## Passage
>>

Originally published in West Hawaii Today, December 14, 2017
If the Oscars were today (and they are not) Gary Oldman would win the Academy Award for Best Actor for his performance as Winston Churchill in, “Darkest Hour.” A performance of considerable weight and nuance inside a film of tremendous historical significance.
“Darkest Hour” tells the story of the complicated early days leading up to World War II and Winston Churchill becoming Prime Minister of Great Britain. A defining time for the legendary statesman who not only opposed negotiations with Nazi Germany but gave some of the most memorable speeches in history both in front of the nation and behind the scenes.
A drinker, a smoker, a husband, and a tyrant in many ways, but always a determined human being who looked at the Nazi invasion of Europe and said nothing will work other than fighting against the world largest army. America was still non-committal but trying to be helpful, and as Britain decides to go it alone this film puts the audience in the middle of some of the most important decisions in history. (See Chris Nolan’s “Dunkirk” as an example and companion film).

<<

## Data
>>

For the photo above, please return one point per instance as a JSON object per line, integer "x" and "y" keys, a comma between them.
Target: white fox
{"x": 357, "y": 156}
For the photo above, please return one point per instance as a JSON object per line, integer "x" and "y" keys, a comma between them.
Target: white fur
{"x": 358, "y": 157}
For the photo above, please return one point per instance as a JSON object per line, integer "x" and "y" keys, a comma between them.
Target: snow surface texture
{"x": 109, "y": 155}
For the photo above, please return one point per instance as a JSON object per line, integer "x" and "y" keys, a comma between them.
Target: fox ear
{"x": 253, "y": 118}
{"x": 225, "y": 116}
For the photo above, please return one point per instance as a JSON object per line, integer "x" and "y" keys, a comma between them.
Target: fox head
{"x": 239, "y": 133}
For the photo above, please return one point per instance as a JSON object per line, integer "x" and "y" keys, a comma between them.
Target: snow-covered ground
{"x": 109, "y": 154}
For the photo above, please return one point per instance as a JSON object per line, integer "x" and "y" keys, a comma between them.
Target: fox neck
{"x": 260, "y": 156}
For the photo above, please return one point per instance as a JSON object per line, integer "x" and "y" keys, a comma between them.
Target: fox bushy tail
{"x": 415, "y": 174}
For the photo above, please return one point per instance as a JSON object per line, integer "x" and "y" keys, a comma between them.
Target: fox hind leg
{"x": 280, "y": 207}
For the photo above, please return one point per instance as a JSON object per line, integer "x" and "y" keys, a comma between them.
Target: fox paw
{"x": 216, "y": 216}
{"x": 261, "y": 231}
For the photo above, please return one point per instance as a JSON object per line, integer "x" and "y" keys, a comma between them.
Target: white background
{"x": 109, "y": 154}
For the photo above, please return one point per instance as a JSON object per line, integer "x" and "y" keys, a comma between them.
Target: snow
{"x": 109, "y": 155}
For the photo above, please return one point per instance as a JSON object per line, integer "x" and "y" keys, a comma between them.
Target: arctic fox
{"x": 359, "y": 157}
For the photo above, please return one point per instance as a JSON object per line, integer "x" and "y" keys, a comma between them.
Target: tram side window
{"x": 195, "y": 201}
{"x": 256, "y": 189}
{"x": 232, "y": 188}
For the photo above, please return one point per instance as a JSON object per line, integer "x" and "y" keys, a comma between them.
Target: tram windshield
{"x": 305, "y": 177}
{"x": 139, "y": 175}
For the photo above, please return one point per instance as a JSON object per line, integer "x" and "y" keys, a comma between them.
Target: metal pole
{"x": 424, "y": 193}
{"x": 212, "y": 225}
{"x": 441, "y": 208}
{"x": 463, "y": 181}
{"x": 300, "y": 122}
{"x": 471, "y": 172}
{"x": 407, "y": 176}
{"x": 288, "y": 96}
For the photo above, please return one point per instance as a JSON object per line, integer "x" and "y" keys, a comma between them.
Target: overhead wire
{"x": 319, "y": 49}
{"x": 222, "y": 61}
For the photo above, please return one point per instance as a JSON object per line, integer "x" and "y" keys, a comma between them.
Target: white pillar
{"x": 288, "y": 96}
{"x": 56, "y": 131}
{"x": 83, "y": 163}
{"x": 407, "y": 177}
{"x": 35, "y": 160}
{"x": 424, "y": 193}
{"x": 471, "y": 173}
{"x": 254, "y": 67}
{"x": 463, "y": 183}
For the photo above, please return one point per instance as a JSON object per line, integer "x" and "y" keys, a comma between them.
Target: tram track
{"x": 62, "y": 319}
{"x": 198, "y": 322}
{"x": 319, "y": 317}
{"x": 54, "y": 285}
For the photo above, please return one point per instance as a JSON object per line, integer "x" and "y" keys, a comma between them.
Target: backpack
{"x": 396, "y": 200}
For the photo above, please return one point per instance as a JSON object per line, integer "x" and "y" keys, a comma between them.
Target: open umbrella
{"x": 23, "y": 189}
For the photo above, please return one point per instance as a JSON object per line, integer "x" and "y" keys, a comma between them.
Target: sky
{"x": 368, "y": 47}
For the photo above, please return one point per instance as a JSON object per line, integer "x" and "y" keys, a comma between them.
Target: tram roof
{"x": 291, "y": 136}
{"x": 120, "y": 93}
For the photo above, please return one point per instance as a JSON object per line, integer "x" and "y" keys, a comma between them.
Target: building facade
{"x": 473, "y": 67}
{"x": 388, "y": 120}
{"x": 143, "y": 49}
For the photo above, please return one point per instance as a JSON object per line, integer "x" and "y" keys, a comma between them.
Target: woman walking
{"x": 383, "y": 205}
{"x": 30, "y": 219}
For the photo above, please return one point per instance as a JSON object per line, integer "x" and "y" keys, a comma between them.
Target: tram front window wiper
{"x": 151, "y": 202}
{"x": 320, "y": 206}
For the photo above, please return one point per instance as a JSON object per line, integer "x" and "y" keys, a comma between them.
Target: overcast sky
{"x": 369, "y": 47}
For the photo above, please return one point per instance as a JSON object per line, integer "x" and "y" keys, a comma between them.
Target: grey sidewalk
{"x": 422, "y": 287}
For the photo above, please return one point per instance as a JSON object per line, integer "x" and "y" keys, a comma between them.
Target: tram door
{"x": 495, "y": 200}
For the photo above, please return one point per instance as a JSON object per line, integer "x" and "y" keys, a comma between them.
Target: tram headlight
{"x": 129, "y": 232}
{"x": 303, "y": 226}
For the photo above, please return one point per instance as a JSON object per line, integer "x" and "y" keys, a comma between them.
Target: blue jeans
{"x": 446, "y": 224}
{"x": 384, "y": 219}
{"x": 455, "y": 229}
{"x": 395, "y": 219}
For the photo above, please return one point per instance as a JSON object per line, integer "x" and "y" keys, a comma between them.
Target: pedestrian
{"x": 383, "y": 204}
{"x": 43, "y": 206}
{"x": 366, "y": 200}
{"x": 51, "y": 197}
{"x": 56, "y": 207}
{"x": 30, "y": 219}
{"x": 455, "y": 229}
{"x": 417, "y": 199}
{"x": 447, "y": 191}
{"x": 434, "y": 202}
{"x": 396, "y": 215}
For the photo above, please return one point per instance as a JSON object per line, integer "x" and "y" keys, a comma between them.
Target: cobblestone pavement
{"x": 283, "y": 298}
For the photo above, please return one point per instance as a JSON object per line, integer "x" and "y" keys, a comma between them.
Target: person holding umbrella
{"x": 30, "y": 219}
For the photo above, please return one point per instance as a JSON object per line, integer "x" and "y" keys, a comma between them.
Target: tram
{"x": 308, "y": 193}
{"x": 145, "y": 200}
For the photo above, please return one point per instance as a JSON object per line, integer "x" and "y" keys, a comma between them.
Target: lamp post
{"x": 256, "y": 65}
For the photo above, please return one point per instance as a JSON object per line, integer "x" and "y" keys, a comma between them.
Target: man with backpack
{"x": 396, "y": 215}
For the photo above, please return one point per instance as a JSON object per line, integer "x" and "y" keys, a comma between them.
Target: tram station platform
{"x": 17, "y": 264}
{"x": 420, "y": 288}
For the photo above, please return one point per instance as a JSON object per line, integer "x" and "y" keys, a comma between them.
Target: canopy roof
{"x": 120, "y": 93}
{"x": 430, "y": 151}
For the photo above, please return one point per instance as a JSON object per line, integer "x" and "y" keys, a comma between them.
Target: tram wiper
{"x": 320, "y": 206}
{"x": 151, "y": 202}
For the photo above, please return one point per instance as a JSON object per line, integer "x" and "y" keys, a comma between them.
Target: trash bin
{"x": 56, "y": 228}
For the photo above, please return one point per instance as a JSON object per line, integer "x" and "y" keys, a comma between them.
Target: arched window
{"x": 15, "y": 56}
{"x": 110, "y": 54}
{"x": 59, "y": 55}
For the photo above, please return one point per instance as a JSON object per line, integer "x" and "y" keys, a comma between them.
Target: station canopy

<<

## Your objective
Reproduce the "Darkest Hour" review word for word, from its publication line through its final parenthetical.

## Output for this exercise
Originally published in West Hawaii Today, December 14, 2017
If the Oscars were today (and they are not) Gary Oldman would win the Academy Award for Best Actor for his performance as Winston Churchill in, “Darkest Hour.” A performance of considerable weight and nuance inside a film of tremendous historical significance.
“Darkest Hour” tells the story of the complicated early days leading up to World War II and Winston Churchill becoming Prime Minister of Great Britain. A defining time for the legendary statesman who not only opposed negotiations with Nazi Germany but gave some of the most memorable speeches in history both in front of the nation and behind the scenes.
A drinker, a smoker, a husband, and a tyrant in many ways, but always a determined human being who looked at the Nazi invasion of Europe and said nothing will work other than fighting against the world largest army. America was still non-committal but trying to be helpful, and as Britain decides to go it alone this film puts the audience in the middle of some of the most important decisions in history. (See Chris Nolan’s “Dunkirk” as an example and companion film).